** start Data for this task **

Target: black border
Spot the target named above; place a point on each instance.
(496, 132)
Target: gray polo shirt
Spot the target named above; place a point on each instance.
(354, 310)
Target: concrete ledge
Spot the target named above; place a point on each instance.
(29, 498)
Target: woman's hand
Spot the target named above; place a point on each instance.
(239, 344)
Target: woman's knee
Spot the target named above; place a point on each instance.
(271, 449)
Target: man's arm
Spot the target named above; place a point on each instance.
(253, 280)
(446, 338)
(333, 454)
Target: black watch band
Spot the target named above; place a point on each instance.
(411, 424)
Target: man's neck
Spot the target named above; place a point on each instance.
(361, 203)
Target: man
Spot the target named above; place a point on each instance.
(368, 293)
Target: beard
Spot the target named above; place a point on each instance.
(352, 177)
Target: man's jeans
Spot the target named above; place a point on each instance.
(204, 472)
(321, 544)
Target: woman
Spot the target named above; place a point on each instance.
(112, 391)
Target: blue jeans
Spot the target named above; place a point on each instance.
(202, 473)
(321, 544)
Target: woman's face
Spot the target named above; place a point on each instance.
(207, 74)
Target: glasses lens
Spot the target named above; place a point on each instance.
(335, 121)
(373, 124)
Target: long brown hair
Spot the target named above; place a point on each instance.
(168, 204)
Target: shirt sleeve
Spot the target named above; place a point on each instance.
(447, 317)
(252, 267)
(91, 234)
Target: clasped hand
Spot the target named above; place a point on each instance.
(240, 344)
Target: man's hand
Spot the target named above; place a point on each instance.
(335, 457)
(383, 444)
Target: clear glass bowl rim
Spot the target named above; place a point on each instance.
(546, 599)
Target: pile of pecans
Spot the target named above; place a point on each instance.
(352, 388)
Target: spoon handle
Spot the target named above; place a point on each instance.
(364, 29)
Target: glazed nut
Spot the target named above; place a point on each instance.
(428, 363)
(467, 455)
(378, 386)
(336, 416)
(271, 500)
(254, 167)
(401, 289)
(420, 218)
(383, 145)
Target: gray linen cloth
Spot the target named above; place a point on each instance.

** end Data for this task **

Task instructions » Copy the material again from the line that has "Target: black watch band" through the last line, swapping "instance" for "occurrence" and leaving everything else as it is.

Response to this exercise »
Target: black watch band
Spot the target named above; place a point on each occurrence.
(411, 424)
Target: man's neck
Spot the target named above; place a point on each occurrence.
(361, 203)
Target: man
Spot the target named above; place a point on each occurrence.
(368, 293)
Target: beard
Spot the target named above; place a point on each occurrence.
(352, 177)
Target: man's jeans
Spot the target named above; place a point on each occurrence.
(204, 472)
(321, 544)
Target: woman
Spot the target named above; place a point on each occurrence.
(112, 391)
Target: blue jeans
Spot the target named above; place a point on each occurrence.
(202, 473)
(321, 544)
Target: woman's face
Spot the target named above; place a point on each occurrence.
(207, 74)
Target: glasses lens
Spot the target named above; place a point on each occurrence.
(335, 121)
(373, 124)
Target: long brown hair
Spot the target named above; place a point on each occurrence.
(168, 204)
Target: shirt sleeve
Spot the target named above; place a point on each occurrence.
(447, 317)
(252, 267)
(91, 234)
Target: clasped hand
Spot the target named above; place a point on each occurrence.
(240, 344)
Target: man's hand
Spot the target named above; place a point on each occurrence.
(335, 457)
(383, 444)
Target: clear glass bowl rim
Spot the target named above; place a point on each occurrence.
(546, 599)
Target: pile of pecans
Spot the target named above; place a point on each occurrence.
(352, 388)
Target: spoon handle
Spot the target named above; place a point on each occurrence.
(364, 29)
Target: glazed nut
Spot the target named above; place a point on each occurrence.
(428, 363)
(467, 455)
(378, 386)
(336, 416)
(271, 500)
(254, 167)
(401, 289)
(420, 218)
(383, 145)
Target: gray linen cloth
Spot the target named above; place a point on each occurrence.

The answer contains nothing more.